**TEXT SECTION**
Because he was a journalist rather than a scholar, Fest's popularity aroused the envy of professorial rivals, none of whom could match the incisive elegance of his writing. Equally important was his flair for controversy. He was determined to prevent the wrong lessons being drawn from the past by the Left-wing establishment that had dominated German intellectual life since the 1960s.

Conservative in politics and Catholic by upbringing, Fest stood out among his contemporaries for his rejection of the influence of the Marxist sociologists of the Frankfurt school on the historiography of the Third Reich. Fest saw the Nazi phenomenon not as a product of capitalism, but as a moral catastrophe, made possible by the abdication of responsibility on the part of educated Germans.

Just as he despised economic reductionism, however, Fest made it his life's work to bring the Nazis down to earth, to expose their personalities and deeds to dispassionate scrutiny.

It was his mission to break the taboo that surrounded any comparison of the Holocaust with the crimes of other totalitarian regimes. This denial of the uniquely wicked character of Nazi Germany earned Fest vitriolic hostility from some quarters, particularly during the so-called Historikerstreit ("historians' dispute") of the late 1980s, which revolved around the allegation that he and other "revisionists" were seeking to play down the gravity of the Nazi genocide.

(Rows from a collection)
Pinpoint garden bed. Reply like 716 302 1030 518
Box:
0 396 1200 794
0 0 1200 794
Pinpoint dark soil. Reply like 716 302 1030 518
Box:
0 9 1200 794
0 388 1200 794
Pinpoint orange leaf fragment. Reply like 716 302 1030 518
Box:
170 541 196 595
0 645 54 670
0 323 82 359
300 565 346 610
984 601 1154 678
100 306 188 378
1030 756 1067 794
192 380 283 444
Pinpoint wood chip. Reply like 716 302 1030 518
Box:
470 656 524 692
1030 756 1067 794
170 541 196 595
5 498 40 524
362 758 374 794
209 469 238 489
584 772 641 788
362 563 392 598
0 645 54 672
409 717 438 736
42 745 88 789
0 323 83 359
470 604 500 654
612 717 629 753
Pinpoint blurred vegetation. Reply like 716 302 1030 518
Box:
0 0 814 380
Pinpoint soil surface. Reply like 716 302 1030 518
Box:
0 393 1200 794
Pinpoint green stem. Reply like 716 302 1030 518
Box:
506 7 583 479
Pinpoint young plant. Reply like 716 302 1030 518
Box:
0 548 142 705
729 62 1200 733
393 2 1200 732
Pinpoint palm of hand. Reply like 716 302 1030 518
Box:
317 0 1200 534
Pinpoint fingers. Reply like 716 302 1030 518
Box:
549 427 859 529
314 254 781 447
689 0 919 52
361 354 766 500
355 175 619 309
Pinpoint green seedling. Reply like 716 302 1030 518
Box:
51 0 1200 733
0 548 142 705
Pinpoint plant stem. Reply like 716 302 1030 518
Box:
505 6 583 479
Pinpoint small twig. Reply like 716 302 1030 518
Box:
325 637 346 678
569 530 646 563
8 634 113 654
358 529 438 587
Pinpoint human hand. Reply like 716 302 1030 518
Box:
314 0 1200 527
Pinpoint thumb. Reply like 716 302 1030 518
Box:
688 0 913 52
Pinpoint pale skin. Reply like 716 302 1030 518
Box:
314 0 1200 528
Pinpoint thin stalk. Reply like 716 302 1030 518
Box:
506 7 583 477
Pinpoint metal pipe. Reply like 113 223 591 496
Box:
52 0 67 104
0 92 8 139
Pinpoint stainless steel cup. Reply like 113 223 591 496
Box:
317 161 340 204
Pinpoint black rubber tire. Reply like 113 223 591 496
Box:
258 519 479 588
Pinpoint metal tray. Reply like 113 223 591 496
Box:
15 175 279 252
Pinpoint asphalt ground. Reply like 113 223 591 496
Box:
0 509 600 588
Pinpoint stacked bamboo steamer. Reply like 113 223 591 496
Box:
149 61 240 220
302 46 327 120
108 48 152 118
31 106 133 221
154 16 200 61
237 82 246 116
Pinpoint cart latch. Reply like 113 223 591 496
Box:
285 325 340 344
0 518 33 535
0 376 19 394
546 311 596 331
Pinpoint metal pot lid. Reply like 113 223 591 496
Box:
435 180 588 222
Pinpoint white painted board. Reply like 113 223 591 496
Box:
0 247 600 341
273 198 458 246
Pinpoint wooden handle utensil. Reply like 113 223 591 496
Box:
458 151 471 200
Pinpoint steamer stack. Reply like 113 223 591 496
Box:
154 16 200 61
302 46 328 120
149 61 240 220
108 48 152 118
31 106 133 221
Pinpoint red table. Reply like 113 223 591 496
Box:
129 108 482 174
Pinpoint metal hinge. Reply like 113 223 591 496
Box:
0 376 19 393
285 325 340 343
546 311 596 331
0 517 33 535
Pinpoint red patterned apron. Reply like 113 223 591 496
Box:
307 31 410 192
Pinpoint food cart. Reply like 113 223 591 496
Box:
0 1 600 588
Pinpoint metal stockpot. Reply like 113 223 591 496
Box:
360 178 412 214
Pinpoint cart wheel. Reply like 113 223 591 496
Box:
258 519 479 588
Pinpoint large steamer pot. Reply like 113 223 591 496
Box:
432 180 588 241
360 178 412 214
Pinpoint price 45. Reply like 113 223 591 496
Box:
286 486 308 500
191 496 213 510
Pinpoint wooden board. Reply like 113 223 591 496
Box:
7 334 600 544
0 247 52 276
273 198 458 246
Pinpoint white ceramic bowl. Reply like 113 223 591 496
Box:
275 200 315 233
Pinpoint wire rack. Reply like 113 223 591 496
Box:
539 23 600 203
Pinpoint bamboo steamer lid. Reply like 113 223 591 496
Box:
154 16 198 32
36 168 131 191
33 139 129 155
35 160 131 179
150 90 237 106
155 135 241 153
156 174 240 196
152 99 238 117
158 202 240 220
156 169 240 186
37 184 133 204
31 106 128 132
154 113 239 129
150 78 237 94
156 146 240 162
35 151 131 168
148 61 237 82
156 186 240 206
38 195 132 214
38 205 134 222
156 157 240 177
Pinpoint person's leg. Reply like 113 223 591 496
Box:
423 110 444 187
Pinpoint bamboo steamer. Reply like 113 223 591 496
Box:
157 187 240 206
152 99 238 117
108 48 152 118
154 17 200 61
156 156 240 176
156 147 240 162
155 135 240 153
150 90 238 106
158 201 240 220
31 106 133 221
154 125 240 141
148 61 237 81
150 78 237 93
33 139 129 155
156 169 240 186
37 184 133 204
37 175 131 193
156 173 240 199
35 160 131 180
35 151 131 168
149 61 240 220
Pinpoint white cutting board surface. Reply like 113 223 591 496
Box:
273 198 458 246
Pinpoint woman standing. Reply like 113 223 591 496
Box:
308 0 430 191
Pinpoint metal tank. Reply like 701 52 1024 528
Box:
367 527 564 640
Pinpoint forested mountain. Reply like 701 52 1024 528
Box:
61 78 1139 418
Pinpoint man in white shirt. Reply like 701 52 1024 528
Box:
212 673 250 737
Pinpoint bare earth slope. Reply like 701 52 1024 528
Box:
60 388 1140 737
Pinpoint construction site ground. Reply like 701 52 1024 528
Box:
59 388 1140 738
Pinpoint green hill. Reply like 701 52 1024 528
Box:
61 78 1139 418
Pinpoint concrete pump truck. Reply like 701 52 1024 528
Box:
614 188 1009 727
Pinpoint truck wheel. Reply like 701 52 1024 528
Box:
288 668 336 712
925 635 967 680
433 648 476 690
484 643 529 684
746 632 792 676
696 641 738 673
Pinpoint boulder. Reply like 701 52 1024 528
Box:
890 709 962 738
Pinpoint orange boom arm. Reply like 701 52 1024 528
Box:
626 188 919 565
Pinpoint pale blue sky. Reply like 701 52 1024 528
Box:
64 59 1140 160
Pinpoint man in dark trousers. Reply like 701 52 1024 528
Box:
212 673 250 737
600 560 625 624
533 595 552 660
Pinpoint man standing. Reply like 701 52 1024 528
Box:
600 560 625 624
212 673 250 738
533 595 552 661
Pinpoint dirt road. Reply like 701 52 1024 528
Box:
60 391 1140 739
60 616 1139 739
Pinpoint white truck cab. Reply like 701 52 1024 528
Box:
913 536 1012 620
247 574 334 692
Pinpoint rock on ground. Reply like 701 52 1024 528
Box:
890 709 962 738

**COMPLETE THE FOLLOWING**
[a] Repeat the passage about Fest word for word, from "Because he was" to "of educated Germans.".
[b] According to the passage about Fest, during which dispute of the late 1980s did Fest draw vitriolic hostility?
[c] Carry the passage about Fest forward from where it stops.

**RESPONSES TO THE TASKS**
[a]
Because he was a journalist rather than a scholar, Fest's popularity aroused the envy of professorial rivals, none of whom could match the incisive elegance of his writing. Equally important was his flair for controversy. He was determined to prevent the wrong lessons being drawn from the past by the Left-wing establishment that had dominated German intellectual life since the 1960s.

Conservative in politics and Catholic by upbringing, Fest stood out among his contemporaries for his rejection of the influence of the Marxist sociologists of the Frankfurt school on the historiography of the Third Reich. Fest saw the Nazi phenomenon not as a product of capitalism, but as a moral catastrophe, made possible by the abdication of responsibility on the part of educated Germans.

[b] The Historikerstreit, or "historians' dispute."

[c]
This was a grotesquely misplaced charge, but his own attitude to the Nazis was one of cool distaste rather than hatred. He believed that the German obsession with the Nazi past had become an obstacle to the country's normal evolution, and the failure of reunification to heal the wounds.

Joachim Clemens Fest was born on December 8 1926 in Berlin. His father, Hans, was a schoolmaster. A devout Catholic, he refused to join the Nazi party or to allow his children to join the Hitler Youth. His defiance of the regime got him the sack; he was not even allowed to give private tuition.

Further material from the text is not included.